Request 1
Rewrite the birthday post starting with "People might call" and going on through "on their phone?", with "Facebook" replaced by "Instagram" wherever it occurs.

So several days ago was my birthday
So what's new?
Nothing much
That was first time in my life when I bought myself cakes for my own birthday!
hahhaa!
People might call me pathetic but I just don't care
My adik laughed at me and I laughed oso! 😂
I intentionally set my birth date in my Facebook from public to private
So no one gonna get notification for my birthday
I have no rigid reason
Probably I just want to hide from getting overwhelm wishes
I just shy
Yes simply..shy
In the morning, I woke up with no wish from my family hahhaha
Yes cuz they can't see the notification in Facebook
This is exactly my family's ambience
We rarely celebrate this kind of occasions and I'm totally okay with that
It's fun that only my closest friend WhatsApp me to wish,
they probably remember or do they set reminder on their phone?
Whatever it takes, I'm so happy to received the wishes
Let's call it a day after I got a wish from important person in my life 💓
While washing the dishes I asked my mom, what day is today?
She said..."ahad la..."
I replied..."mak..hari ni hari jadi kami la"

Materials provided
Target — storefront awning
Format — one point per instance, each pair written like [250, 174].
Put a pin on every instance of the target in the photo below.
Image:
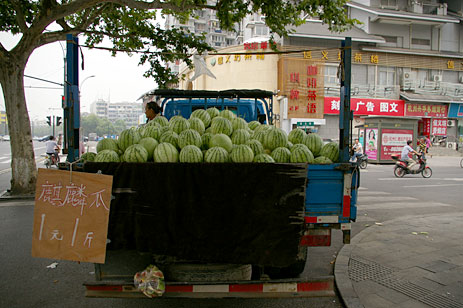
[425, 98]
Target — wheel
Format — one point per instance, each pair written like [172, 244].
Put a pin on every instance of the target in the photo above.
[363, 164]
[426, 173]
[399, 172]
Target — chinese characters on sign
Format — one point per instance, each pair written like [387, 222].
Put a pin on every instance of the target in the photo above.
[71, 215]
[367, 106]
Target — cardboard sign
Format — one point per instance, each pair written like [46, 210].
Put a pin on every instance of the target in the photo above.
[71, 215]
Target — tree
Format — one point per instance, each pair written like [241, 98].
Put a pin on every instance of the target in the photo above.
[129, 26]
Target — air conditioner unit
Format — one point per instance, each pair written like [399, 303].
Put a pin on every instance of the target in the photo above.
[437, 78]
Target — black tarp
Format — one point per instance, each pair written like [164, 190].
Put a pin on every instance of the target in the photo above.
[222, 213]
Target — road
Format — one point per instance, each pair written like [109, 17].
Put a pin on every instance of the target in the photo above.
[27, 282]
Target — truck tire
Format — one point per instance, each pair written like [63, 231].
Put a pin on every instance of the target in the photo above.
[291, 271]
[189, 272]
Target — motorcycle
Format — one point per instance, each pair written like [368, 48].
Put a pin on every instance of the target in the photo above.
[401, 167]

--

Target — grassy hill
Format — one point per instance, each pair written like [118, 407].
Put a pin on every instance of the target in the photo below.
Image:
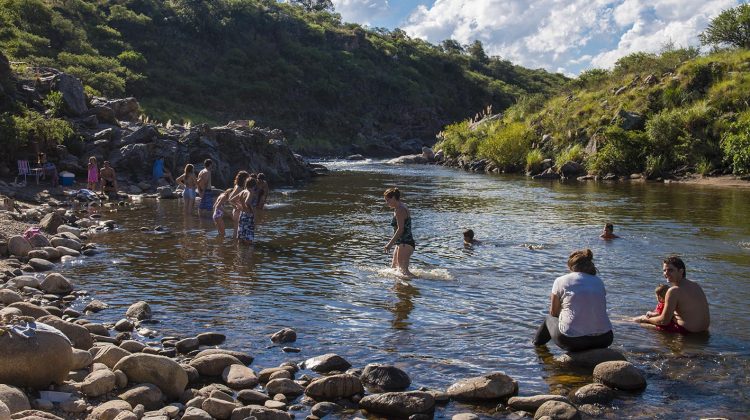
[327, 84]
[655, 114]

Request 2
How many lines of the entries contain the string "sign"? Case counts, so give only the number.

Final result 1
People might call me pathetic but I just don't care
My adik laughed at me and I laughed oso! 😂
I intentionally set my birth date in my Instagram from public to private
So no one gonna get notification for my birthday
I have no rigid reason
Probably I just want to hide from getting overwhelm wishes
I just shy
Yes simply..shy
In the morning, I woke up with no wish from my family hahhaha
Yes cuz they can't see the notification in Instagram
This is exactly my family's ambience
We rarely celebrate this kind of occasions and I'm totally okay with that
It's fun that only my closest friend WhatsApp me to wish,
they probably remember or do they set reminder on their phone?

Final result 2
2